#### Sağlanan metin

Tek taraflı bir ölüme bağlı tasarruf olan vasiyetnamenin -kural olarak herhangi bir bağlayıcılık içermediğinden- vasiyetçi tarafından, ölüm anına kadar her zaman serbestçe geri alınması mümkündür. Ölüm anına kadar serbestçe gerçekleştirilmesi mümkün olan geri alma, miras hukukunun sıkı şekil şartları nedeniyle yalnızca üç hal aracılığıyla gerçekleştirilebilir. Bu haller; vasiyetnamenin yok edilmesi, sonraki tarihli bir ölüme bağlı tasarrufla ya da vasiyet edilen şey üzerinde sağlararası tasarruf edilerek vasiyetnamenin geri alınmasıdır.

########
#### Verilen bilgiler

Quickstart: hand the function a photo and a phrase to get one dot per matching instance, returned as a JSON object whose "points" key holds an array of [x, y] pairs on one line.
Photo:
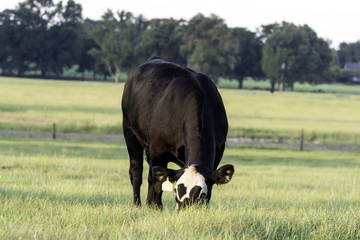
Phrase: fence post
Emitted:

########

* [Görev talimatı] Vasiyetnamenin geri alınmasını anlatan metni son cümlesinden sonra sürdürün.

* [Görev sonucu]
Sonraki tarihli bir ölüme bağlı tasarrufla vasiyetnamenin geri alınması hali, Türk Medeni Kanunu’nun (“TMK”) 542. maddesinde hüküm altına alınmıştır. Belirtilen maddeye göre bu yolla vasiyetnamenin geri alınması için, meydana getirilen ölüme bağlı tasarrufta, (Bu tasarruf vasiyetname olabileceği gibi miras sözleşmesi de olabilir.) önceki tarihli vasiyetnamenin geri alındığı açıkça düzenlenmelidir. Ancak bu geri alma beyanının önceki vasiyetnameyi ortadan kaldıracak şekilde sonuç doğurabilmesi için, beyanın içerisinde yer aldığı ölüme bağlı tasarrufun da geçerli şekil şartlarını sağlaması gerekmektedir. Ayrıca yine bu yolla gerçekleştirilen geri almanın, kısmi bir geri alma şeklinde de düzenlenmesi mümkündür meğerki geri almanın kapsamı dışında bırakılan kısım, tek başına herhangi bir anlam ifade etsin.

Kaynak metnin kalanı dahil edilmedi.